→ Data under study:

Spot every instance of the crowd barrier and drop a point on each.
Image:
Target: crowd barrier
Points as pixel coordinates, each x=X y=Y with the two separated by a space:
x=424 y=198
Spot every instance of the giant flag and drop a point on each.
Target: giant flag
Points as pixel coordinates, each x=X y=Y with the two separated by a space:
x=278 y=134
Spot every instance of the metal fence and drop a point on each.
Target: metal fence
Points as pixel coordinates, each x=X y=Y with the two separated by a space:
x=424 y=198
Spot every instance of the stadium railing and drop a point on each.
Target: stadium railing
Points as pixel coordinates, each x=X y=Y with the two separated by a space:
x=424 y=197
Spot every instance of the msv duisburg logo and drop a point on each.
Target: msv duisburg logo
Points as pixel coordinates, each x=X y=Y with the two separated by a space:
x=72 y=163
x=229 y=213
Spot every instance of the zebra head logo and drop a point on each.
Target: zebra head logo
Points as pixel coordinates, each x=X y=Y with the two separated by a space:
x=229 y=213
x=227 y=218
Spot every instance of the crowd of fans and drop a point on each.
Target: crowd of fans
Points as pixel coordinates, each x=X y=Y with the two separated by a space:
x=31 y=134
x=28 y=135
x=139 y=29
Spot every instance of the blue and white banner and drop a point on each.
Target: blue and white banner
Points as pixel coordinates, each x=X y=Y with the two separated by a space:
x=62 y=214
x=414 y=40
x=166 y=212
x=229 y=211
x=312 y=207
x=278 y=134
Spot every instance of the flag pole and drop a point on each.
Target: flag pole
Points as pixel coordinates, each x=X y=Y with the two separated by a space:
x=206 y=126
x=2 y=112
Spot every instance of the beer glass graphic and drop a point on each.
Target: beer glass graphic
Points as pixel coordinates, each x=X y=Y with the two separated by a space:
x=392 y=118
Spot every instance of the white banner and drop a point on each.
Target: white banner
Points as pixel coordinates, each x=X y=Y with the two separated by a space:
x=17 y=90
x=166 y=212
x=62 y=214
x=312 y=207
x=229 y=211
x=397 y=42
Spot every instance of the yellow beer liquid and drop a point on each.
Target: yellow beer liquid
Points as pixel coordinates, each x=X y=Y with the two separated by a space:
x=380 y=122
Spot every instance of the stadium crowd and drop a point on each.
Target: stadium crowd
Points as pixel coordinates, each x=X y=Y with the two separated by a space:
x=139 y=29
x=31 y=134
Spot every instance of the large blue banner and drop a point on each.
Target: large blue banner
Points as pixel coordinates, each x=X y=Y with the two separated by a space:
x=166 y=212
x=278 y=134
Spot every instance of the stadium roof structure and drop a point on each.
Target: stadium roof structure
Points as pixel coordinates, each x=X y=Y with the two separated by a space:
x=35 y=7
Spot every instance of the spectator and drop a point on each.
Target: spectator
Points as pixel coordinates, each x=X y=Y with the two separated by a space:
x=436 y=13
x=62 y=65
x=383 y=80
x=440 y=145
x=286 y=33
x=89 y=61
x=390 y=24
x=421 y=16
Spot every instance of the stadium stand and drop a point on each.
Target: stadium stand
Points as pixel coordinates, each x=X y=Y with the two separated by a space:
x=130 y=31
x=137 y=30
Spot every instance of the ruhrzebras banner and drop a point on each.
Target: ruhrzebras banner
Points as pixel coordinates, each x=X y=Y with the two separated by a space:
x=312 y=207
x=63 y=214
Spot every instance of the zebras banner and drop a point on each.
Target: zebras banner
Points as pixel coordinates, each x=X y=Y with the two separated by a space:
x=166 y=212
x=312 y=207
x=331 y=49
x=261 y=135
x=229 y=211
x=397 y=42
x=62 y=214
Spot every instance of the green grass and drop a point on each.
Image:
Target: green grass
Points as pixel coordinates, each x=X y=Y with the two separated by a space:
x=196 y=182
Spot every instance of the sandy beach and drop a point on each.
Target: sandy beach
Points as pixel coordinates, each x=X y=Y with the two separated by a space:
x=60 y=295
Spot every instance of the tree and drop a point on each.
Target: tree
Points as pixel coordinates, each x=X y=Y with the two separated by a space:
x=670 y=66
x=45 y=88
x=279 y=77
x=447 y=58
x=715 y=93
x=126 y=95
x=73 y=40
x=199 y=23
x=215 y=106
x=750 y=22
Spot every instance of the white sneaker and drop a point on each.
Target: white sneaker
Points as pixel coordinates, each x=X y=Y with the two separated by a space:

→ Problem description: Wherever the line holding "Target: metal fence" falls in the entries above, copy exactly from it through the line holding "Target: zebra head logo", inclusive, and add nothing.

→ Response area:
Target: metal fence
Points as pixel coordinates, each x=X y=Y with the two separated by a space:
x=424 y=198
Spot every instance of the stadium railing and drop a point on each.
Target: stadium railing
Points as pixel coordinates, each x=X y=Y with the two separated by a space:
x=424 y=197
Spot every instance of the msv duisburg logo and drop a point on each.
Target: msv duisburg logo
Points as pixel coordinates, each x=X y=Y with the two separated by a space:
x=72 y=163
x=229 y=213
Spot every instance of the zebra head logo and drop a point on each.
Target: zebra head logo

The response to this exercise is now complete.